§ Challenge
Update the records from the line with "task: segment the <item>shallow" to the line with "M491 380L569 309L611" by replacing "turquoise" with "aqua" and leaving everything else unchanged. Return only those lines.
>> begin Extracted records
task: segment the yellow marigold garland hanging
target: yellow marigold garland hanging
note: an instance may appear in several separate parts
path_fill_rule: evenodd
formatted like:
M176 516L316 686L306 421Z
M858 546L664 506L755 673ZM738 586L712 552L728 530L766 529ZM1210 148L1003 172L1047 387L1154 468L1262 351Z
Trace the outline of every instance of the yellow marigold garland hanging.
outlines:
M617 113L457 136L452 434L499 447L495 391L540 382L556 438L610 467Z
>> end Extracted records
>> begin Extracted records
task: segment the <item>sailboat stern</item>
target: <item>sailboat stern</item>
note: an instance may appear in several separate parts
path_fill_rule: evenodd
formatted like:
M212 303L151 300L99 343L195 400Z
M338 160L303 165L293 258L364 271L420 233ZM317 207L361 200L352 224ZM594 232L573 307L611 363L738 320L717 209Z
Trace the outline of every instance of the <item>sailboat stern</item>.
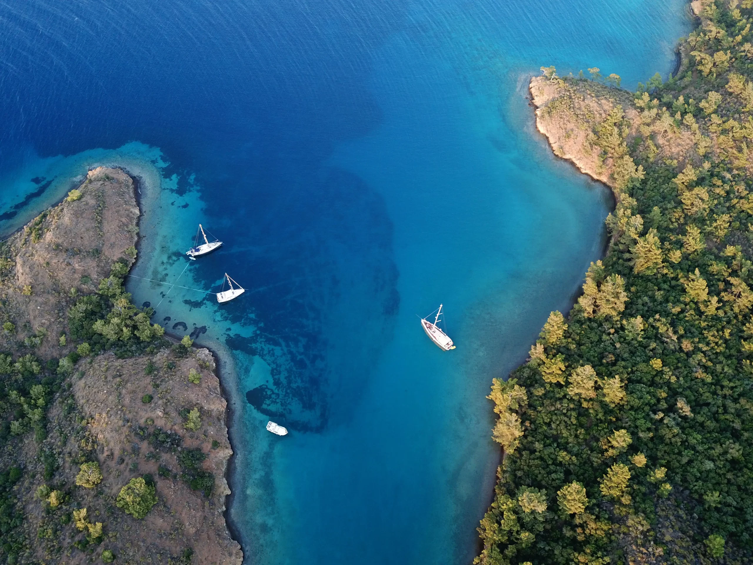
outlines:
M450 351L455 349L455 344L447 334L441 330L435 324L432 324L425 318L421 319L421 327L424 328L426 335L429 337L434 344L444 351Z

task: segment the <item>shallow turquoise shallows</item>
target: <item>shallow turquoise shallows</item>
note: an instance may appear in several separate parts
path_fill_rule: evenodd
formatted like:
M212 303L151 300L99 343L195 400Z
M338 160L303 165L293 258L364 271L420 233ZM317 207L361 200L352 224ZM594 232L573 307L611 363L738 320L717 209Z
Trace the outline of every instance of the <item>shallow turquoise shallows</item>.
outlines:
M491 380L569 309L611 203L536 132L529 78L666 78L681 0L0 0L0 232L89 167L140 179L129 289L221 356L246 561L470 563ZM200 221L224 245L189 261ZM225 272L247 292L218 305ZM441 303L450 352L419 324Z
>> end Extracted records
>> begin Extracted records
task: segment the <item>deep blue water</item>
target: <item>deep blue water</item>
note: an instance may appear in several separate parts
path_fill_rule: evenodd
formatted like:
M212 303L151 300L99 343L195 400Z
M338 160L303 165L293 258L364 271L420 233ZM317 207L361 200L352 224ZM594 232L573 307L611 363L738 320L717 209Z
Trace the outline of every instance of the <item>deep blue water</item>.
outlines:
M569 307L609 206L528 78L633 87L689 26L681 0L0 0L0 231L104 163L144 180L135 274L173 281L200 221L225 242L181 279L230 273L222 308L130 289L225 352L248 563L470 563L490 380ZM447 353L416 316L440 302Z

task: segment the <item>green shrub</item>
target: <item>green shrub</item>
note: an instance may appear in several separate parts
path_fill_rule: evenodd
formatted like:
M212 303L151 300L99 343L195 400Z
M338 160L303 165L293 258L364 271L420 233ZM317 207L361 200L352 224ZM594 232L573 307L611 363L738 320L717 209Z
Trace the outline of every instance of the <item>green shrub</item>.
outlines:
>> end Extracted records
§ The answer
task: segment the <item>shallow aqua shallows</item>
target: <item>shallow aqua shallows</item>
note: an instance may appear in several separate parts
path_fill_rule: evenodd
formatted like:
M212 303L151 300L99 343L195 400Z
M338 160L303 165L293 258L364 271L420 233ZM317 207L361 200L352 224ZM594 232L573 307L611 363L738 320L717 209Z
Trace the outline of every instance of the <item>shallow aqua shallows</item>.
outlines:
M491 380L569 309L611 203L536 132L529 78L666 78L681 0L0 0L0 232L89 167L140 179L129 289L221 356L246 561L470 563ZM200 221L224 245L189 261ZM225 272L247 292L218 305ZM441 303L450 352L419 324Z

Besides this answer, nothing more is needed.